Cutting edge: persistent fetal microchimerism in T lymphocytes is associated with HLA-DQA1*0501: implications in autoimmunity.

Journal of immunology (Baltimore, Md. : 1950), 2000; 164 (11) doi:

Authors: Lambert N C, Evans P C, Hashizumi T L, Maloney S, Gooley T et al.(2)

Affiliation: Fred Hutchinson Cancer Research Center, United States

Abstract: The host's MHC genotype plays a critical role in susceptibility to autoimmune diseases. We previously proposed that persistent fetal microchimerism from pregnancy contributes to the pathogenesis of autoimmune diseases such as scleroderma. In the current study, we investigated whether the specific host MHC genotype is associated with persistent microchimerism among T lymphocytes in women with scleroderma and in healthy women. Fetal microchimerism among T lymphocytes was strongly associated with HLA DQA1*0501 of the mother (odds ratio (OR) = 13.5, p = 0.007, p corrected (pc) = 0.06) and even more strongly with DQA1*0501 of the son (OR = infinity; p = 0. 00002, pc = 0.0002). This is the first description of an association between persistent fetal microchimerism in maternal T lymphocytes and specific HLA class II alleles. Although the association was observed in both healthy women and in women with scleroderma, the finding suggests an additional route by which HLA genes might contribute to susceptibility to autoimmune disease.

▶ [DATASET CONTENT]:
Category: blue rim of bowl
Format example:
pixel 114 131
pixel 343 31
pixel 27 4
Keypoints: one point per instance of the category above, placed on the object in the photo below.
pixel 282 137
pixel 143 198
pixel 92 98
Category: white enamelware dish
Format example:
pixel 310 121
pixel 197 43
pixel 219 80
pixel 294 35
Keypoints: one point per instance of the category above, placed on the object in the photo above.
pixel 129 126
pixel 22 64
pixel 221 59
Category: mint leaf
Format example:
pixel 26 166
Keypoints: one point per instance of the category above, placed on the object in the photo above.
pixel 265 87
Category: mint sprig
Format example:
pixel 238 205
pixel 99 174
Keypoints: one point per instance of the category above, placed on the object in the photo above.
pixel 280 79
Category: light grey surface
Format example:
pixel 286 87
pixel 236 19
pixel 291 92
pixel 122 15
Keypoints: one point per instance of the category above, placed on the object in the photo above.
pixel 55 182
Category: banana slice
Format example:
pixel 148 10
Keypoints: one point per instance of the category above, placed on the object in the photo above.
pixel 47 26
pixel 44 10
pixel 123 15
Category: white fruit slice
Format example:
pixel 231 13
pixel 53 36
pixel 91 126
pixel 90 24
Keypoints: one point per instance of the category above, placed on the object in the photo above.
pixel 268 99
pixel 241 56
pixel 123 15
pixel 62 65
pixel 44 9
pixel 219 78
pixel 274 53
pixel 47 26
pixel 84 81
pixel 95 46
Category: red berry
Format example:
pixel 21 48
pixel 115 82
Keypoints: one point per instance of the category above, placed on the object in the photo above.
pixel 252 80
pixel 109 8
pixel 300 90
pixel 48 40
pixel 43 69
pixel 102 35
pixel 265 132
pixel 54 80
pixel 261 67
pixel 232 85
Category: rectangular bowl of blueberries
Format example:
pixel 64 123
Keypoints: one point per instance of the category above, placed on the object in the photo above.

▶ [REQUIRED TASKS]:
1. Rewrite the fetal microchimerism article starting at the words "Cutting edge: persistent" and stopping after "T et al.(2)", with "fetal microchimerism" replaced by "fetal cell microchimerism".
2. Using the fetal microchimerism article, answer these:
(a) What is the affiliation given for the authors?
(b) What odds ratio is reported for the association with the mother's HLA DQA1*0501?
(c) In what year was the article published in the journal?

▶ [SOLUTION LIST]:
1.
Cutting edge: persistent fetal cell microchimerism in T lymphocytes is associated with HLA-DQA1*0501: implications in autoimmunity.

Journal of immunology (Baltimore, Md. : 1950), 2000; 164 (11) doi:

Authors: Lambert N C, Evans P C, Hashizumi T L, Maloney S, Gooley T et al.(2)

2.
(a) Fred Hutchinson Cancer Research Center, United States
(b) 13.5
(c) 2000